Object location annotation records
::::

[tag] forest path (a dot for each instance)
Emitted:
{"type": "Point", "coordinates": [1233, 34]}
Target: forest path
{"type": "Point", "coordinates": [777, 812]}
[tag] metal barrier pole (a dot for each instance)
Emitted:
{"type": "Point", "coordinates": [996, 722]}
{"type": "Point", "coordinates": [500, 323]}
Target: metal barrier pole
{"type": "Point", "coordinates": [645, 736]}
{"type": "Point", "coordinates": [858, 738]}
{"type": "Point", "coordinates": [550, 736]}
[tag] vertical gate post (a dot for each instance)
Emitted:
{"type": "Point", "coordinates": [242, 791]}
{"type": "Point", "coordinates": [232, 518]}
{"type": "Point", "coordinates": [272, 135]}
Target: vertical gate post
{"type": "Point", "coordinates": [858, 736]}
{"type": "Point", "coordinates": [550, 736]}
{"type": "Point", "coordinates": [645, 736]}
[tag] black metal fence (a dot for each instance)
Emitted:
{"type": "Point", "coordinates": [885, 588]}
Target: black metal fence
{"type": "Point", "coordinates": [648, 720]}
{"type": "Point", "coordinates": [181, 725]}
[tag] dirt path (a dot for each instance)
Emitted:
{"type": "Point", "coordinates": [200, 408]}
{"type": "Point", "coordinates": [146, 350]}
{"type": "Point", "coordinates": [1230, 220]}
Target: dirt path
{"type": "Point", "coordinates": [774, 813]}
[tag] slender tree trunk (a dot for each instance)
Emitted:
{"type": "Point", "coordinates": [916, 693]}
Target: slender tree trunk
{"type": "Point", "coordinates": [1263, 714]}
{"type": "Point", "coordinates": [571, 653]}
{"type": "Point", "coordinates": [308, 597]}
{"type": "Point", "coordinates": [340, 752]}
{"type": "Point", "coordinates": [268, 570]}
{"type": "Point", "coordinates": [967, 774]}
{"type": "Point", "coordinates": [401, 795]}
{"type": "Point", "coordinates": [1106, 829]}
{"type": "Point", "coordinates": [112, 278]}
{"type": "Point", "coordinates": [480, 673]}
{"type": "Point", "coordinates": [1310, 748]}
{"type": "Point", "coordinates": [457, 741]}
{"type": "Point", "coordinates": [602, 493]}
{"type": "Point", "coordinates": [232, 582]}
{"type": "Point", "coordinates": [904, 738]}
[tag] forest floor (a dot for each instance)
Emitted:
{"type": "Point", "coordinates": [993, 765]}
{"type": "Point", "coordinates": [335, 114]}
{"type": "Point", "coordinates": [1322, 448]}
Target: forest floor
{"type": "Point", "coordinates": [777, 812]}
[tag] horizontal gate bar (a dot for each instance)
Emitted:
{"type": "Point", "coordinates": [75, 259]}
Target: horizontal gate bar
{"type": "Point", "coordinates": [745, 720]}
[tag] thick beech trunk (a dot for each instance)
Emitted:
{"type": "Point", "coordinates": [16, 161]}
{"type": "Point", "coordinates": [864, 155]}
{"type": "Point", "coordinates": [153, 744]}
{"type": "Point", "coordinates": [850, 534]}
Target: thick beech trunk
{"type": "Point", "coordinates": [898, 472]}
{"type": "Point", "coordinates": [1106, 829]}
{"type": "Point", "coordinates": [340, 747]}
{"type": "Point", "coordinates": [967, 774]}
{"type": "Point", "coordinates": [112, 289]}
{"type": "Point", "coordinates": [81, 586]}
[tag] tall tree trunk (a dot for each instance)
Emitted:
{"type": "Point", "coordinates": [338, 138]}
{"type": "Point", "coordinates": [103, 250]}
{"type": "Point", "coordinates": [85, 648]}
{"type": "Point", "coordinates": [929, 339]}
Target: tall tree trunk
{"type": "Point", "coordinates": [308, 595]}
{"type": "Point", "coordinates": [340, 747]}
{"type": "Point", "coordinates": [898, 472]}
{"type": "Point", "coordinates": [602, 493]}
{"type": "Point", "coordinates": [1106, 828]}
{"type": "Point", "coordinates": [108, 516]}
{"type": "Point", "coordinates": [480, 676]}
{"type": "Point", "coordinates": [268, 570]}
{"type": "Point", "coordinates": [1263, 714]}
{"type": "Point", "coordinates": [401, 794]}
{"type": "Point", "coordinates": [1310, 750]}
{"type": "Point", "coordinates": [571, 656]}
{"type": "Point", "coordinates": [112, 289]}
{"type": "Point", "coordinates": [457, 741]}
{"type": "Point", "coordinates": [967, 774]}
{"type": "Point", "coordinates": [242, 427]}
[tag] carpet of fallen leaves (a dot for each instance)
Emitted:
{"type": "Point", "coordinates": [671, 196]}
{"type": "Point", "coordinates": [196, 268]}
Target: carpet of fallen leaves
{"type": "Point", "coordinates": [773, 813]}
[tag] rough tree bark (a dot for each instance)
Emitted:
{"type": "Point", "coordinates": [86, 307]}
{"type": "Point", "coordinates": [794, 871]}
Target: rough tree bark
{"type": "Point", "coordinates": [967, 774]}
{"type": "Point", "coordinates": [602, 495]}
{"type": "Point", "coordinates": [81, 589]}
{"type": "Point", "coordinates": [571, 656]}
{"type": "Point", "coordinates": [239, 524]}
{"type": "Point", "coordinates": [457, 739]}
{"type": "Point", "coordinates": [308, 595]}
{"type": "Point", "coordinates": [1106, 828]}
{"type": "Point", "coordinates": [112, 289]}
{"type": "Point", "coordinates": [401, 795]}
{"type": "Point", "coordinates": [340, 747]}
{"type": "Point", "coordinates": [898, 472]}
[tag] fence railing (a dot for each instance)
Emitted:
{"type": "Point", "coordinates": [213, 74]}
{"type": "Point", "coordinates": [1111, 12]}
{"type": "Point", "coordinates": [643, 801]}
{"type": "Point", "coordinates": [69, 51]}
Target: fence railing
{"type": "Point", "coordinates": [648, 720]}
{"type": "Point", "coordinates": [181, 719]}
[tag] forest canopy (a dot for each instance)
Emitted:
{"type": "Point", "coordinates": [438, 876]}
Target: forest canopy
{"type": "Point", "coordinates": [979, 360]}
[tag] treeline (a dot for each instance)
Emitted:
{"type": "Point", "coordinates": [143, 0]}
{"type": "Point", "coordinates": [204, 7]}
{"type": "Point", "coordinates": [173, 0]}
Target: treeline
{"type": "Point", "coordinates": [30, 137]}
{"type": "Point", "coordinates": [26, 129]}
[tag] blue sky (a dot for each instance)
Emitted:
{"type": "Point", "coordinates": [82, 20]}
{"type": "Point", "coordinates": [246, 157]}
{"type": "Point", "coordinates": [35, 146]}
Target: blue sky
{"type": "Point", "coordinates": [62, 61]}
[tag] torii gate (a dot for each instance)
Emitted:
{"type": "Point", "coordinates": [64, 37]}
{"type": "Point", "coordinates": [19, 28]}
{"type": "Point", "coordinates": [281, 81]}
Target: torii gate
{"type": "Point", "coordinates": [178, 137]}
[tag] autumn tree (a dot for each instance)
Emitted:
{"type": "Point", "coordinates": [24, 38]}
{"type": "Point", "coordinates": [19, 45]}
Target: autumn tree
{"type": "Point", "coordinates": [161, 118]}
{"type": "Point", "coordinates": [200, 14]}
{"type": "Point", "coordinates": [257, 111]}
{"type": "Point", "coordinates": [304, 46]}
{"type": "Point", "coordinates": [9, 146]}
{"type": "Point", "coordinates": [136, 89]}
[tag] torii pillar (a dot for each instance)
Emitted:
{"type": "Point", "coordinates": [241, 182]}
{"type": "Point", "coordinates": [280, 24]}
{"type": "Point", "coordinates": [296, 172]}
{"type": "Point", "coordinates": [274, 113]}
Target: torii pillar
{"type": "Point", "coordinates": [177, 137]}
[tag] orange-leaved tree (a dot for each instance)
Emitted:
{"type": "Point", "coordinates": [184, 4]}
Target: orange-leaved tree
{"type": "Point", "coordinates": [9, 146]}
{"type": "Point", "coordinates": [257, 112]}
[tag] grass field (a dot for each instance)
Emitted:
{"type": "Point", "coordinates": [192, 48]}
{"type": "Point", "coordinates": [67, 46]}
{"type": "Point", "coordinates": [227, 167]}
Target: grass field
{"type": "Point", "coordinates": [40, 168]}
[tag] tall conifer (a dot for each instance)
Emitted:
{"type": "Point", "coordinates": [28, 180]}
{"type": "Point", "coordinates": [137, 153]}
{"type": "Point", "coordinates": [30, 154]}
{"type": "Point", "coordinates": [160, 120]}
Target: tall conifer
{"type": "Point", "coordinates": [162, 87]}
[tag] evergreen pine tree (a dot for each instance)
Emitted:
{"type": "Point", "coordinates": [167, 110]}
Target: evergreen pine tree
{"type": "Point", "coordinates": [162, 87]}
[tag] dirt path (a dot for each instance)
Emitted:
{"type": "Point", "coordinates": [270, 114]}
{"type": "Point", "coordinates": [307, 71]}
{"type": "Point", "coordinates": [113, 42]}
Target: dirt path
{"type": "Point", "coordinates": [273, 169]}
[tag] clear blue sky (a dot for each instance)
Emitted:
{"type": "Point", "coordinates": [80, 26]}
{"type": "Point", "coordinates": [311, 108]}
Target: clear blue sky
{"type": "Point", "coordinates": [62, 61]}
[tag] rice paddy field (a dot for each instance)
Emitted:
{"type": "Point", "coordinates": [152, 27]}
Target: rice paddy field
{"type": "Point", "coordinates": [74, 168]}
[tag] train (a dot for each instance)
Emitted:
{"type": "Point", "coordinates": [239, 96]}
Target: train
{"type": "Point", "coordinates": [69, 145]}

::::

Exercise » Reproduce verbatim the lines of the records starting at the line that contains "[tag] evergreen pine" and ending with the final line of the records.

Result »
[tag] evergreen pine tree (a dot for each instance)
Emitted:
{"type": "Point", "coordinates": [167, 110]}
Target: evergreen pine tree
{"type": "Point", "coordinates": [162, 87]}
[tag] dirt path (a dot for each instance)
Emitted:
{"type": "Point", "coordinates": [270, 114]}
{"type": "Point", "coordinates": [307, 71]}
{"type": "Point", "coordinates": [113, 42]}
Target: dirt path
{"type": "Point", "coordinates": [273, 169]}
[tag] clear blue sky (a dot for each instance)
Emitted:
{"type": "Point", "coordinates": [80, 26]}
{"type": "Point", "coordinates": [311, 108]}
Target: clear blue sky
{"type": "Point", "coordinates": [62, 61]}
[tag] rice paddy field (a dot for each instance)
Emitted:
{"type": "Point", "coordinates": [152, 27]}
Target: rice paddy field
{"type": "Point", "coordinates": [74, 168]}
[tag] train (a dot for each instance)
Emitted:
{"type": "Point", "coordinates": [239, 96]}
Target: train
{"type": "Point", "coordinates": [69, 145]}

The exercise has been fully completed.